**WHAT IS BEING ASKED**
Replace "field log" with "survey record" everywhere in the entries below, and keep every other word the same.

**ENTRIES SUPPLIED**
+ + + + + + +

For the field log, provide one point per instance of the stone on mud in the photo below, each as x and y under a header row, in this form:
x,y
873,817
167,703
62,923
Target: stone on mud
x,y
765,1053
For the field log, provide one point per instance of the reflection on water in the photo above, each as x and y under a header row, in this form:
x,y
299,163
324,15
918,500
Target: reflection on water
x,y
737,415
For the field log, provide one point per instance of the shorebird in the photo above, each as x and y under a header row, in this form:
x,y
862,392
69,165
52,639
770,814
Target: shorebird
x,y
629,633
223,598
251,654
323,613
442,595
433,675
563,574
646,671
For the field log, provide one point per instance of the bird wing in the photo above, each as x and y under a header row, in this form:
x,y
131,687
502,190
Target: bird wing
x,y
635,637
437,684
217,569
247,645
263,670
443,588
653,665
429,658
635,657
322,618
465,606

+ + + + + + +

**FINISHED EXERCISE**
For the survey record, provide one point per instance of the stone on mud in the photo below, each as x and y under a header row, in this form:
x,y
873,817
167,703
62,923
Target: stone on mud
x,y
765,1053
For the survey record, provide one point per instance of the reflection on water in the photo above, each as x and y under a header row, in this form:
x,y
299,163
324,15
918,500
Target: reflection on water
x,y
737,415
For the survey record, provide one point per instance of the shorebird in the photo above, each as x and y under a header row, in this form:
x,y
862,392
69,165
52,639
770,814
Target: shorebird
x,y
629,633
223,598
251,654
323,613
442,595
433,675
563,574
646,671
For the survey record, provide one point per instance of the bird wing in the photo above, each as x and y under a header row, in this form:
x,y
131,687
502,190
Target: bird wing
x,y
635,637
437,684
217,569
247,645
263,670
443,588
653,665
429,658
635,657
322,618
465,606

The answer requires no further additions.